O que se pede -
Por favor, reescreva todas as linhas de todas as entradas abaixo como uma lista numerada e omita as linhas em branco.

----------

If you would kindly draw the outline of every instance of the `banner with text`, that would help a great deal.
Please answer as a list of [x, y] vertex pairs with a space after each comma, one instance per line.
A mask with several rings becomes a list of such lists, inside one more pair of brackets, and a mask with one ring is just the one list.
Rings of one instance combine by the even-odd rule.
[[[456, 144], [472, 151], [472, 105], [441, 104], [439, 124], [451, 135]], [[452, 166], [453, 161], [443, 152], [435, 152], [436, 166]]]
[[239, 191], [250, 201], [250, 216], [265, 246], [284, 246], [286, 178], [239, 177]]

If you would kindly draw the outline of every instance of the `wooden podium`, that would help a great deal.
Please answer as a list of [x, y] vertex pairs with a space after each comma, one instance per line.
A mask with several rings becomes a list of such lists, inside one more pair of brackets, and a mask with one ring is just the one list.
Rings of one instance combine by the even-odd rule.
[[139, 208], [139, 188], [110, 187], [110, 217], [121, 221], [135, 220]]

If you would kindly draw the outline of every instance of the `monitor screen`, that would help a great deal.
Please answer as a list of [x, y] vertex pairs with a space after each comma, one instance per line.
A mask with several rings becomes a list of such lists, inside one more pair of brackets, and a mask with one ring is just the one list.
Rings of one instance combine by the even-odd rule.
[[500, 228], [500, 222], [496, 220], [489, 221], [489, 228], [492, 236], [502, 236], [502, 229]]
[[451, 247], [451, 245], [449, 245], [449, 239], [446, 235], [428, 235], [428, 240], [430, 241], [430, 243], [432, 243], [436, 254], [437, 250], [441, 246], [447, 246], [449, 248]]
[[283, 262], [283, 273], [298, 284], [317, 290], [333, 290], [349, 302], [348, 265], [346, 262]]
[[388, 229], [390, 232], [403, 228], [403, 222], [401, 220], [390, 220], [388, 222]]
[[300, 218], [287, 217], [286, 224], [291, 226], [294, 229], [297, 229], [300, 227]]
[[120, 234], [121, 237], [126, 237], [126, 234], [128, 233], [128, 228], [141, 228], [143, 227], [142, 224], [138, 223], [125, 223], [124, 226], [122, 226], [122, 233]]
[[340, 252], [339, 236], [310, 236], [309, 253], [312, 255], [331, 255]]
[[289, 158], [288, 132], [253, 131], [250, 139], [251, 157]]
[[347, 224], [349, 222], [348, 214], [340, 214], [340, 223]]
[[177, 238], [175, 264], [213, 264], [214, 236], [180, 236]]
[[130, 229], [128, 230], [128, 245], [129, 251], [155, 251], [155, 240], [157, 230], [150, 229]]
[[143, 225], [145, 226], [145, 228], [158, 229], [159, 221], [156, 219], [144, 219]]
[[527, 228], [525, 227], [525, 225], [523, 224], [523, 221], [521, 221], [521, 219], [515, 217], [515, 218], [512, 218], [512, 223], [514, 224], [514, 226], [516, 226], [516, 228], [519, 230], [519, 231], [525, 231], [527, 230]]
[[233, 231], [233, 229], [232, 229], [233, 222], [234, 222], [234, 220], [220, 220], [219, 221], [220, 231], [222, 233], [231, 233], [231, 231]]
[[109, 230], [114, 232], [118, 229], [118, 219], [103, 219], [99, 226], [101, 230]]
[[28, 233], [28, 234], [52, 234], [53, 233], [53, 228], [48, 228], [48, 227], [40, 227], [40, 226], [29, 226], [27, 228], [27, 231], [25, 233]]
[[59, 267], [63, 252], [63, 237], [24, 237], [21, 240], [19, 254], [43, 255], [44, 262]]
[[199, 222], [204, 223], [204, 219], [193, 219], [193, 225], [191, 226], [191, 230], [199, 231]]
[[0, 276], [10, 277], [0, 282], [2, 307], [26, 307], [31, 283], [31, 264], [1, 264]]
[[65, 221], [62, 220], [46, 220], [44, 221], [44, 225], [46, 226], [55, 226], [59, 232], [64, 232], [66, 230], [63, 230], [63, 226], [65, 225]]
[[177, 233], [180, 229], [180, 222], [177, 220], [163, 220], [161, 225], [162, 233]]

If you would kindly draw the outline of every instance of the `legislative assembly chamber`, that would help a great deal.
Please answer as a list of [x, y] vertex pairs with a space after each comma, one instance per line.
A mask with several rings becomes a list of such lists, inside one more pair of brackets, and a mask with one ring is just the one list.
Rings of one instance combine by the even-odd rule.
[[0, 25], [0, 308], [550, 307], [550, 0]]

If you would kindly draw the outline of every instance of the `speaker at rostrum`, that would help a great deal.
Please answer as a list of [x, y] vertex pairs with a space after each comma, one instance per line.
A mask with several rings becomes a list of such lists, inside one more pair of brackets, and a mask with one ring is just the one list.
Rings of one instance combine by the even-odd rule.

----------

Resposta esperada -
1. If you would kindly draw the outline of every instance of the `banner with text`, that would help a great deal.
2. Please answer as a list of [x, y] vertex pairs with a space after each comma, one instance per line.
3. A mask with several rings becomes a list of such lists, inside one more pair of brackets, and a mask with one ring is just the one list.
4. Rings of one instance combine by the even-odd rule.
5. [[[456, 144], [472, 151], [472, 105], [441, 104], [439, 124], [451, 135]], [[452, 166], [453, 161], [443, 152], [435, 152], [436, 166]]]
6. [[239, 191], [250, 201], [250, 216], [265, 246], [284, 246], [286, 178], [239, 177]]
7. If you would kindly draw the outline of every instance of the `wooden podium`, that would help a great deal.
8. Please answer as a list of [x, y] vertex pairs with a space after each comma, one instance per line.
9. A mask with several rings becomes a list of such lists, inside one more pair of brackets, and a mask with one ring is just the one list.
10. Rings of one instance combine by the even-odd rule.
11. [[139, 208], [139, 188], [110, 187], [110, 217], [121, 221], [135, 220]]
12. If you would kindly draw the outline of every instance of the `monitor screen`, that would help a great deal.
13. Please answer as a list of [x, y] vertex pairs with a space after each comma, one instance per line.
14. A mask with several rings becomes a list of such lists, inside one more pair of brackets, and a mask with one ring is just the one list.
15. Rings of one instance combine by the even-odd rule.
16. [[500, 228], [500, 222], [496, 220], [489, 221], [489, 228], [492, 236], [502, 236], [502, 229]]
17. [[451, 247], [451, 245], [449, 245], [449, 239], [446, 235], [428, 235], [428, 240], [430, 241], [430, 243], [432, 243], [436, 254], [437, 250], [441, 246], [447, 246], [449, 248]]
18. [[283, 262], [283, 273], [298, 284], [317, 290], [333, 290], [349, 302], [348, 265], [346, 262]]
19. [[388, 229], [390, 232], [403, 228], [403, 222], [401, 220], [390, 220], [388, 222]]
20. [[300, 218], [287, 217], [286, 224], [291, 226], [294, 229], [297, 229], [300, 227]]
21. [[120, 234], [121, 237], [126, 237], [126, 234], [128, 233], [128, 228], [141, 228], [143, 227], [142, 224], [138, 223], [125, 223], [124, 226], [122, 226], [122, 233]]
22. [[340, 252], [339, 236], [310, 236], [309, 253], [312, 255], [331, 255]]
23. [[289, 158], [288, 132], [253, 131], [250, 139], [251, 157]]
24. [[347, 224], [349, 222], [348, 214], [340, 214], [340, 223]]
25. [[177, 238], [175, 264], [213, 264], [214, 236], [180, 236]]
26. [[130, 229], [128, 230], [128, 245], [129, 251], [155, 251], [155, 240], [157, 230], [150, 229]]
27. [[143, 225], [145, 226], [145, 228], [158, 229], [159, 221], [156, 219], [144, 219]]
28. [[527, 228], [525, 227], [525, 225], [523, 224], [523, 221], [521, 221], [521, 219], [515, 217], [515, 218], [512, 218], [512, 223], [514, 224], [514, 226], [516, 226], [516, 228], [519, 230], [519, 231], [525, 231], [527, 230]]
29. [[233, 231], [233, 229], [232, 229], [233, 222], [234, 222], [234, 220], [220, 220], [219, 221], [220, 231], [222, 233], [231, 233], [231, 231]]
30. [[109, 230], [114, 232], [118, 229], [118, 219], [103, 219], [99, 226], [101, 230]]
31. [[28, 233], [28, 234], [52, 234], [53, 233], [53, 228], [48, 228], [48, 227], [40, 227], [40, 226], [29, 226], [27, 228], [27, 231], [25, 233]]
32. [[59, 267], [63, 252], [63, 237], [24, 237], [21, 240], [19, 254], [43, 255], [44, 262]]
33. [[199, 222], [204, 223], [204, 219], [193, 219], [193, 225], [191, 226], [191, 230], [199, 231]]
34. [[0, 276], [10, 277], [0, 282], [2, 307], [26, 307], [31, 283], [31, 264], [1, 264]]
35. [[65, 221], [62, 220], [46, 220], [44, 221], [44, 225], [46, 226], [55, 226], [59, 232], [64, 232], [66, 230], [63, 230], [63, 226], [65, 225]]
36. [[177, 233], [180, 229], [180, 222], [177, 220], [163, 220], [161, 225], [162, 233]]
37. If you would kindly draw the outline of every instance of the `legislative assembly chamber`, that would help a great deal.
38. Please answer as a list of [x, y] vertex pairs with a space after each comma, one instance per line.
39. A mask with several rings becomes a list of such lists, inside one more pair of brackets, and a mask with one ring is just the one list.
40. Rings of one instance combine by the even-odd rule.
41. [[0, 25], [0, 308], [550, 307], [550, 0]]
42. If you would kindly draw the outline of every instance of the `speaker at rostrum`, that would help a great deal.
43. Please answer as a list of [x, y] vertex pairs with a space after each comma, one instance per line.
44. A mask with several rings becomes a list of such lists, inside one more pair of brackets, and a mask with one ring is just the one list.
45. Rings of one instance combine by the even-odd rule.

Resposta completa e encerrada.